Dieu et mes sous

DES IDOLÂTRES QUI S’IGNORENT

Vous ne pouvez servir Dieu et Mamon.

Matthieu 6.24

Il serait souhaitable que chaque couple se trouve à court d’argent au moins une fois dans sa vie. Plus rien dans la caisse ! Expérience désagréable sur le moment mais à terme salutaire et donc enrichissante. Qui a les poches vides doit s’attendre au ciel. Mais alors, que d’inquiétude et d’affolement !

– Et demain, de quoi vivrons-nous ? Comment règlerons-nous l’électricité et le loyer ? Achèverons-nous de payer la voiture ?

Ah ! Comme un compte en banque bien garni rassure, sécurise, apaise ! Qui est en mesure de signer à volonté des chèques sans éponger pour autant son avoir peut respirer à l’aise et envisager l’avenir avec sérénité. Lorsque le lendemain est assuré, l’âme est en repos (Luc 12.19). Mais assuré par qui ? Ou par quoi ?

Le chrétien a beau savoir que Dieu est infiniment riche et disposé à pourvoir aux besoins des siens, il est néanmoins ébranlé dans son assurance lorsqu’il en est réduit à céder sa dernière « pite ». Preuve qu’il fait pleine confiance à son argent et… beaucoup moins à la Providence aux ressources pourtant inépuisables.

Exercices>
• 1. Citez le passage de l'extrait sur l'argent qui va de « Ah ! Comme un » jusqu'à « Ou par quoi ? ».
• 2. Prolongez l'extrait sur l'argent au-delà de sa dernière phrase.

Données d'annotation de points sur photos
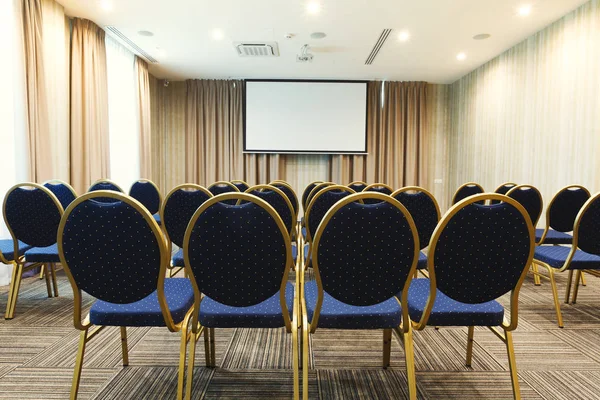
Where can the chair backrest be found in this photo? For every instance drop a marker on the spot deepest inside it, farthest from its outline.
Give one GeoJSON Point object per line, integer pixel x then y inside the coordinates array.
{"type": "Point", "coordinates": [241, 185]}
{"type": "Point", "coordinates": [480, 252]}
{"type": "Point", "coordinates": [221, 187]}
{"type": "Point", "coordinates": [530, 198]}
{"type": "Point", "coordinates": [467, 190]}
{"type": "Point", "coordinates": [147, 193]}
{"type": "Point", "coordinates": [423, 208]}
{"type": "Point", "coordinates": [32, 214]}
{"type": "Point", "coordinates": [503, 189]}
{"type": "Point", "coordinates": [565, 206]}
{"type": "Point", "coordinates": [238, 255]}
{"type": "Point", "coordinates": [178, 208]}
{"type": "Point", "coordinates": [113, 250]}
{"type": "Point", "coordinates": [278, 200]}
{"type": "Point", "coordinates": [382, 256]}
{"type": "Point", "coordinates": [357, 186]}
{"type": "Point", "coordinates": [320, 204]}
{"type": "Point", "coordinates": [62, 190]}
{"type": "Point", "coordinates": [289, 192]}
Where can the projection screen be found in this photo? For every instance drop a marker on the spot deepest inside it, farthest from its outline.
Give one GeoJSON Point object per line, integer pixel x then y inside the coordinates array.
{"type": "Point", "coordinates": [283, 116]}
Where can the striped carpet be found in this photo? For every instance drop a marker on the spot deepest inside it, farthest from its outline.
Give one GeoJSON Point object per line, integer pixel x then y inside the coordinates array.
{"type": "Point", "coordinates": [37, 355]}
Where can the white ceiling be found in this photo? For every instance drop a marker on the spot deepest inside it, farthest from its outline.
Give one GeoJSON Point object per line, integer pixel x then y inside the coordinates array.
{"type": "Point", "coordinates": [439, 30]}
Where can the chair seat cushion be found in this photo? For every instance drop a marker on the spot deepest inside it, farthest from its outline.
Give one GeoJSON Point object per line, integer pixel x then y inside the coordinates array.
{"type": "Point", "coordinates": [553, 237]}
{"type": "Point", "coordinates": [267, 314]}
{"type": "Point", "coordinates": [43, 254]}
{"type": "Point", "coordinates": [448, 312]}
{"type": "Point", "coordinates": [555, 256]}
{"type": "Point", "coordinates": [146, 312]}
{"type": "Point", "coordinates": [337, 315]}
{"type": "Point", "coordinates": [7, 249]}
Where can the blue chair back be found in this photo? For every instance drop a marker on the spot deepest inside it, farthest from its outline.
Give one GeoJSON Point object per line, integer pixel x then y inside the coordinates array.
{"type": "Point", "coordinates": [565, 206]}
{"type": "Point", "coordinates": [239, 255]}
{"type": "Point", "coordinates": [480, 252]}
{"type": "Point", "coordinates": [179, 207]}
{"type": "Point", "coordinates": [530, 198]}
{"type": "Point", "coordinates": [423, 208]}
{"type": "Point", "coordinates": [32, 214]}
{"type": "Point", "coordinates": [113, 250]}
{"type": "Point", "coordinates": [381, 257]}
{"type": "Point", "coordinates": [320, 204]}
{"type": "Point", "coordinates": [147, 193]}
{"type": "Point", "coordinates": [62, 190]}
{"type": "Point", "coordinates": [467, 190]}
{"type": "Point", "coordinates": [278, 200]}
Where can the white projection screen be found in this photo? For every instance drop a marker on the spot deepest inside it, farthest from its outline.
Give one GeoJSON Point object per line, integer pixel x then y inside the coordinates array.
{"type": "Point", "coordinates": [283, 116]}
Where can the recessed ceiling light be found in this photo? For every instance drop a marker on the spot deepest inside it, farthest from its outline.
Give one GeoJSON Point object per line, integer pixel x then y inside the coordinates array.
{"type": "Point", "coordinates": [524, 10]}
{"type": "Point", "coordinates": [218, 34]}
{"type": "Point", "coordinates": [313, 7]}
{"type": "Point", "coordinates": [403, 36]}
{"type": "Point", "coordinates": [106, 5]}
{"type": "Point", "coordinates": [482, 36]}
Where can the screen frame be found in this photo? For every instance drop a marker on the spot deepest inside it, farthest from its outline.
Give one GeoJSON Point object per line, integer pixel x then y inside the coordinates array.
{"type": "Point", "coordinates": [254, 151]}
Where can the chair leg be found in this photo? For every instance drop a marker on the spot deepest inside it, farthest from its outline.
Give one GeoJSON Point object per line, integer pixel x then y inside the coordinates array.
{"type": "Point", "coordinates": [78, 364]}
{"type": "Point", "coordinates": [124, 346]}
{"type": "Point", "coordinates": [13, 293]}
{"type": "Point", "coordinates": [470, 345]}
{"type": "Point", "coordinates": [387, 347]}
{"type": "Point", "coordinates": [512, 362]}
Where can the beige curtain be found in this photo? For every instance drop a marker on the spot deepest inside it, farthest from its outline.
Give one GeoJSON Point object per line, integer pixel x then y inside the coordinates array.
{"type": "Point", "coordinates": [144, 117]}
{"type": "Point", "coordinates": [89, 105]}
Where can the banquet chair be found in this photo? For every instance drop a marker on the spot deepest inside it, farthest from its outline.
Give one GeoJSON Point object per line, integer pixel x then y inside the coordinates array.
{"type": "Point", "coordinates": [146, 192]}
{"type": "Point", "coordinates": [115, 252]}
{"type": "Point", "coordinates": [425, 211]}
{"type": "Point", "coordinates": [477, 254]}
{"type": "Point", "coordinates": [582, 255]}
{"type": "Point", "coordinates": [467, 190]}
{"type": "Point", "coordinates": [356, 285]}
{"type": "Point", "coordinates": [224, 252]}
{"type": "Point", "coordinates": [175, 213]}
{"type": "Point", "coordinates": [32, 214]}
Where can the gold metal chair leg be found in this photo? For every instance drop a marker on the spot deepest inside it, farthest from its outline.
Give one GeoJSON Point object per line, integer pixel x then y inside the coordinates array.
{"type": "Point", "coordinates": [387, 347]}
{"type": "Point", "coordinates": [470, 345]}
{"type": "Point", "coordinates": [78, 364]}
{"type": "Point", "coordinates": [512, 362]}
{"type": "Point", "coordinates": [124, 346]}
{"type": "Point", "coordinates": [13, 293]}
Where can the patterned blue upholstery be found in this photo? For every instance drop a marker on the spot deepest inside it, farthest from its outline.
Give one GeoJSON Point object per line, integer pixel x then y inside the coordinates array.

Corrigé>
• 1.
Ah ! Comme un compte en banque bien garni rassure, sécurise, apaise ! Qui est en mesure de signer à volonté des chèques sans éponger pour autant son avoir peut respirer à l’aise et envisager l’avenir avec sérénité. Lorsque le lendemain est assuré, l’âme est en repos (Luc 12.19). Mais assuré par qui ? Ou par quoi ?

• 2.
C’est reconnu. L’argent est un dieu qui tient une place énorme dans la vie des hommes. La Bible le nomme Mamon. Un dieu vénéré sur la terre. Ses autels sont dressés partout, sous tous les climats, chez les animistes d’Afrique comme dans les foyers chrétiens ou païens d’Europe et d’Amérique. Il trône dans les familles les plus orthodoxes, les plus austères, voire les plus pieuses. Une multitude de croyants lui sacrifient journellement leurs pensées, leurs forces, leur temps leur amour. On l’honore parce qu’il tient les clés du succès, de la gloire, de la puissance et d’un certain bonheur. De lui nous vient le pain quotidien, le vêtement, le nécessaire comme le superflu. Il rend la vie plus brillante, plus confortable, plus sûre donc plus agréable. C’est pourquoi, il n’est pas de religion mieux accueillie et plus répandue parmi les humains que celle de Mamon. Ses adeptes se comptent par millions, gens de toute race et de toute tribu. Et d’ailleurs, qui n’a été un jour ou l’autre son fervent disciple ? Qui, sur la terre, a pu échapper totalement à son attrait, à son charme envoûtant ?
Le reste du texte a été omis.